#### Exercise requirements:
Exact copies of all the lines below are needed, without the pictures.

START Working data

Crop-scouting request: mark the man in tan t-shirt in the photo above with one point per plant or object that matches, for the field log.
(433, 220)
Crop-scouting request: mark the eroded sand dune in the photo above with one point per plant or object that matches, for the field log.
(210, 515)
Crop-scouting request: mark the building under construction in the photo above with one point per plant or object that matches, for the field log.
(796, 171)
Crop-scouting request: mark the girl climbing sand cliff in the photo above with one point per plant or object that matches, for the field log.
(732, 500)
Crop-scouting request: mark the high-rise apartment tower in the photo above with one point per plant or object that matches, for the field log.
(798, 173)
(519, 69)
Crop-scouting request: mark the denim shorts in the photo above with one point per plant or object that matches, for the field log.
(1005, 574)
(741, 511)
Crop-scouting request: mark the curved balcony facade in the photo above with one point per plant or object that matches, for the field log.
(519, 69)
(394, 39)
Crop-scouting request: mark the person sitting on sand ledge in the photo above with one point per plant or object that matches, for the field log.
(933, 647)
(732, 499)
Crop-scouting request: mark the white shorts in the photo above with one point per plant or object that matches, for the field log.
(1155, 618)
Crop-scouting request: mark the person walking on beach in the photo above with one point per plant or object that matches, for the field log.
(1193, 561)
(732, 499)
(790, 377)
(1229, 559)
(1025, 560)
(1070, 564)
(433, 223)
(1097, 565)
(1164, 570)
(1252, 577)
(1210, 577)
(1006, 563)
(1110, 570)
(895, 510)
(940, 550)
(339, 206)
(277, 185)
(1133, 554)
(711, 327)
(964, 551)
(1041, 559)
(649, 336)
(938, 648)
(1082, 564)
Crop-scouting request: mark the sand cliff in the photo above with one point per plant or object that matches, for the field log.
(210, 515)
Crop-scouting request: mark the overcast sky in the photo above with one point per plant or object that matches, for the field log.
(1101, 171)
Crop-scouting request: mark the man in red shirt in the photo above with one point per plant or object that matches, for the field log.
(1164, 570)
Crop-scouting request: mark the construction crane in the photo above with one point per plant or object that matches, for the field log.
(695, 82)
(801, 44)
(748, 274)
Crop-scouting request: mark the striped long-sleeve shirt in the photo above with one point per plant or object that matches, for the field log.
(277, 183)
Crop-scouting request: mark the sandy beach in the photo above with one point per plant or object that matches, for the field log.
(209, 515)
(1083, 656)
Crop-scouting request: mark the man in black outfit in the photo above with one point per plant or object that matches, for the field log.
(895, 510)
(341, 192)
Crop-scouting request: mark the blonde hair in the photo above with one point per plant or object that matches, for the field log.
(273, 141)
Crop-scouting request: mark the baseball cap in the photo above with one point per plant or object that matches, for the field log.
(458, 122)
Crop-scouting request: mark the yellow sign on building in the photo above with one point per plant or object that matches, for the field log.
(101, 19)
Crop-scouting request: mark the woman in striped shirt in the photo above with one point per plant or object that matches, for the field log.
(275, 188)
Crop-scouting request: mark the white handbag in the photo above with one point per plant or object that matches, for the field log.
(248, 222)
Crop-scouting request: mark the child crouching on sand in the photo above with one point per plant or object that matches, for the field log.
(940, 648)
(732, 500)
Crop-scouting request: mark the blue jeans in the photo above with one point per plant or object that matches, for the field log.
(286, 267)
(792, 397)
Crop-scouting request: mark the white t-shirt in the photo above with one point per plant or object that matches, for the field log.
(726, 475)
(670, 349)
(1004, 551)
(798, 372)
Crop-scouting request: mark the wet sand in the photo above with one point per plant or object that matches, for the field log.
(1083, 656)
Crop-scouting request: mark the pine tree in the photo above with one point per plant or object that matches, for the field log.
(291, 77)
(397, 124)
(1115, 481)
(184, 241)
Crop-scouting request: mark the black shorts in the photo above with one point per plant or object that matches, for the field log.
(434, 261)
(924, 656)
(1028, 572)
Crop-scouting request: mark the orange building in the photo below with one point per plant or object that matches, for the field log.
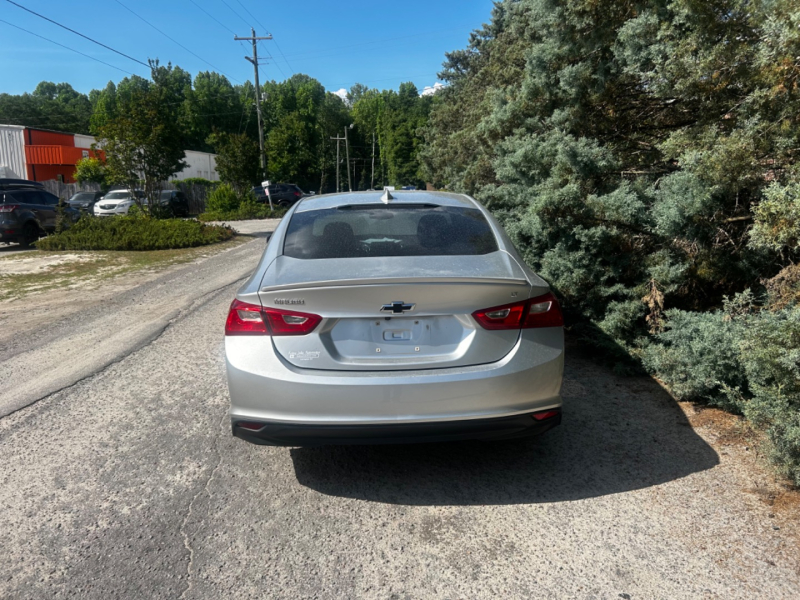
(42, 155)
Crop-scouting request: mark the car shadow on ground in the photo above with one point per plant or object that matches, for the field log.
(618, 434)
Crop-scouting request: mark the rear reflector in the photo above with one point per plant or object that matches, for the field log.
(546, 414)
(542, 311)
(252, 319)
(249, 425)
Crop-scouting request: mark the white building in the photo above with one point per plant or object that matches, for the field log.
(199, 164)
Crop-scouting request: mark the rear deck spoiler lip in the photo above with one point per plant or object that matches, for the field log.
(301, 285)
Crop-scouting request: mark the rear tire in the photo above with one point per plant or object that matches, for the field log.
(30, 233)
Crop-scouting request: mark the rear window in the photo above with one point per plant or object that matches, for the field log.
(83, 197)
(410, 230)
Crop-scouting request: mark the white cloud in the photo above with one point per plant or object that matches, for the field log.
(432, 89)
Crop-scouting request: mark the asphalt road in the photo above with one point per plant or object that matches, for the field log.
(120, 479)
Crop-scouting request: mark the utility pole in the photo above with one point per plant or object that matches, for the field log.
(347, 150)
(254, 60)
(339, 139)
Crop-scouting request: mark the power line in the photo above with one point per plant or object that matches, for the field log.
(173, 40)
(67, 47)
(234, 12)
(263, 47)
(284, 58)
(213, 17)
(78, 33)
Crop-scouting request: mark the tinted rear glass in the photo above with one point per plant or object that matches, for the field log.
(411, 230)
(82, 197)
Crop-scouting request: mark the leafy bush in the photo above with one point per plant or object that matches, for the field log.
(224, 204)
(135, 233)
(223, 199)
(777, 218)
(741, 360)
(196, 181)
(246, 210)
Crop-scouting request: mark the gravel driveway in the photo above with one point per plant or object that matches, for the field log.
(120, 479)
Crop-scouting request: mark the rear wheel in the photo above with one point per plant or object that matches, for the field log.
(30, 233)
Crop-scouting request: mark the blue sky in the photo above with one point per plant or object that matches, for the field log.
(378, 43)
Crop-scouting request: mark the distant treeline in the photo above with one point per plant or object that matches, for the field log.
(300, 117)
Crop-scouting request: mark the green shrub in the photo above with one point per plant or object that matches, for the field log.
(197, 181)
(135, 233)
(223, 199)
(744, 361)
(248, 208)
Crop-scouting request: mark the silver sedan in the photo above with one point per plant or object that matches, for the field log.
(391, 317)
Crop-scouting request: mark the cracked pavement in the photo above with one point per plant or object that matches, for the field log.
(120, 479)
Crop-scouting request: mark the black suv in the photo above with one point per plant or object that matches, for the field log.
(282, 194)
(27, 211)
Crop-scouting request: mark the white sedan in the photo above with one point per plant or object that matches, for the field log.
(117, 202)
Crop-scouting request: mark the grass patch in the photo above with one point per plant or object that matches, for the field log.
(30, 273)
(135, 234)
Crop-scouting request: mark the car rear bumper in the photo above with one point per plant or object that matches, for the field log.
(299, 434)
(266, 388)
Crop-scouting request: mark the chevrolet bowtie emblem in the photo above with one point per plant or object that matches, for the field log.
(397, 307)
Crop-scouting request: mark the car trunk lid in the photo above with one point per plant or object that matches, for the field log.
(394, 313)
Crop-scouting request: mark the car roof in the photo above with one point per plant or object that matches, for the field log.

END Working data

#### Your solution:
Crop-scouting request: mark the man in tan t-shirt in the photo above with one point per plant or object that matches, for the field log.
(433, 220)
Crop-scouting request: mark the eroded sand dune in the photo above with one point per plant or object that matches, for the field log.
(210, 515)
Crop-scouting request: mark the building under construction in the photo above with one point per plant or object that matches, for the field log.
(796, 171)
Crop-scouting request: mark the girl climbing sand cliff in the photo above with one point per plant or object that matches, for the field log.
(732, 500)
Crop-scouting request: mark the high-rise apartment tower in the photo above with one point per plant or object that matches, for the field log.
(798, 173)
(519, 69)
Crop-scouting request: mark the denim shorts in the photo above with one point per plant or object that matches, for the field log.
(1005, 574)
(741, 511)
Crop-scouting request: mark the curved balcony facade in the photo above with one point per plant or object that matches, for the field log.
(519, 69)
(394, 39)
Crop-scouting request: mark the person sitting on sand ledge in the photo above with one point per plant or object that matches, for the field log.
(933, 647)
(732, 499)
Crop-scouting request: mark the white shorts in the photo above with one point per plant or object that matches, for the field log.
(1155, 618)
Crop-scouting request: mark the person walking on beach in the photo above with one point per plant or object that matches, for the field log.
(1193, 561)
(732, 499)
(790, 377)
(1229, 559)
(1025, 560)
(1070, 564)
(433, 223)
(1097, 565)
(1164, 570)
(1252, 577)
(1210, 577)
(1006, 563)
(1110, 570)
(895, 510)
(940, 550)
(339, 206)
(277, 185)
(1133, 554)
(711, 327)
(964, 551)
(1041, 559)
(649, 336)
(938, 648)
(1082, 564)
Crop-scouting request: mark the sand cliff in the photo above with one point per plant or object that matches, for the field log.
(210, 515)
Crop-scouting request: mark the overcast sky in the photo above with one point per plant or object that matches, for the field log.
(1101, 171)
Crop-scouting request: mark the man in red shirt in the photo above with one point per plant or object that matches, for the field log.
(1164, 570)
Crop-scouting request: mark the construction crane in the photo above with one point per plant or object that matches, for the field log.
(695, 82)
(801, 44)
(748, 274)
Crop-scouting request: mark the striped long-sleeve shirt in the photo above with one point per plant or object that matches, for the field log.
(277, 183)
Crop-scouting request: mark the sandy beach in the photo above with one point per plant or object that matches, for the field log.
(209, 515)
(1083, 656)
Crop-scouting request: mark the man in black outfit in the photo above with one point per plant or object that matches, for the field log.
(895, 510)
(341, 192)
Crop-scouting request: mark the blonde hair in the photo above with one point per plant or object that matches, for the field log.
(273, 141)
Crop-scouting request: mark the baseball cap in the photo above with one point per plant or object that matches, for the field log.
(458, 122)
Crop-scouting request: mark the yellow sign on building in the photo above with one point per plant or object that matches, for the field log.
(101, 19)
Crop-scouting request: mark the woman in striped shirt in the photo above with one point per plant or object that matches, for the field log.
(275, 188)
Crop-scouting request: mark the white handbag in the photo above with one point per plant or object that matches, for the field log.
(248, 222)
Crop-scouting request: mark the child crouching on sand in the photo above with one point per plant or object that matches, for the field log.
(940, 648)
(732, 500)
Crop-scouting request: mark the blue jeans in the photo above with one point per plant or object that matches, for the field log.
(286, 267)
(792, 397)
Crop-scouting request: mark the white t-shirt in the photo above with one point per plant or object that matches, for the field log.
(726, 475)
(670, 349)
(1004, 551)
(798, 372)
Crop-scouting request: mark the wet sand in the photo above with one point per plant or object that matches, for the field log.
(1083, 656)
Crop-scouting request: mark the pine tree in the photo above with one point per plant or object that matches, for the field log.
(291, 77)
(397, 124)
(1115, 481)
(184, 241)
Crop-scouting request: mark the black shorts in the photo above with one point per plant or object that matches, for the field log.
(434, 261)
(924, 656)
(1028, 572)
Crop-scouting request: mark the orange building in the photo below with one point per plant or object that matches, for the field log.
(42, 155)
Crop-scouting request: mark the car shadow on ground in the photo above with one point per plant or object that matches, for the field log.
(618, 434)
Crop-scouting request: mark the rear reflector in the photo above with one point per plant or object that matches, for the field log.
(546, 414)
(542, 311)
(252, 319)
(249, 425)
Crop-scouting request: mark the white building in the photo above with one point per plant or object that matches, for the field log.
(199, 164)
Crop-scouting request: mark the rear deck spoiler lip in the photo above with one point per plant or object that matches, for the field log.
(301, 285)
Crop-scouting request: mark the rear tire in the photo above with one point per plant or object that matches, for the field log.
(30, 233)
Crop-scouting request: mark the rear window in the photo above with one point per plant or object that matches, for the field log.
(83, 197)
(410, 230)
Crop-scouting request: mark the white cloud in the photo above with one point per plant or object that matches, for the field log.
(432, 89)
Crop-scouting request: mark the asphalt road in the photo above with one point per plant or object that matches, for the field log.
(120, 479)
Crop-scouting request: mark the utility pole in the photo above with one point per plant or object that matches, for the field log.
(347, 150)
(254, 60)
(339, 139)
Crop-scouting request: mark the power line in the photo above with one point per plant or object that matches, for the field log.
(173, 40)
(67, 47)
(234, 12)
(263, 47)
(284, 58)
(213, 17)
(78, 33)
Crop-scouting request: mark the tinted rear glass in the photo above with one point per plant or object that matches, for the field log.
(411, 230)
(82, 197)
Crop-scouting request: mark the leafy bush in the photo above with one point per plant or object that matches, for the field log.
(224, 204)
(135, 233)
(223, 199)
(777, 218)
(741, 360)
(196, 181)
(246, 210)
Crop-scouting request: mark the gravel driveway in the photo above with one point per plant or object that matches, for the field log.
(120, 479)
Crop-scouting request: mark the rear wheel in the photo above with one point per plant or object that matches, for the field log.
(30, 233)
Crop-scouting request: mark the blue sky in the photo above with one point per plant or object that matches, for the field log.
(378, 43)
Crop-scouting request: mark the distant treeline in the photo above with one point per plant or object that matches, for the field log.
(300, 117)
Crop-scouting request: mark the green shrub in the photo above with one point per plant or object that matches, for the field log.
(197, 181)
(135, 233)
(223, 199)
(744, 361)
(248, 208)
Crop-scouting request: mark the silver sedan in the photo above with one point per plant or object that matches, for the field log.
(391, 317)
Crop-scouting request: mark the cracked pavement in the photo above with one point per plant or object that matches, for the field log.
(120, 479)
Crop-scouting request: mark the black suv in the photo above with one point per plant or object that matches, for the field log.
(282, 194)
(27, 211)
Crop-scouting request: mark the white sedan in the photo above with one point per plant or object that matches, for the field log.
(117, 202)
Crop-scouting request: mark the grass patch in the photo above with one point per plant or object that matches, for the field log.
(30, 273)
(135, 234)
Crop-scouting request: mark the car rear bumper in the photo above with one point per plant or object that matches, for the field log.
(299, 434)
(266, 388)
Crop-scouting request: mark the chevrolet bowtie emblem in the photo above with one point per plant or object that matches, for the field log.
(397, 307)
Crop-scouting request: mark the car trunk lid in the photo above with one point per plant or object that matches, for the field log.
(394, 313)
Crop-scouting request: mark the car roof in the photo above with one point per plant or object that matches, for the field log.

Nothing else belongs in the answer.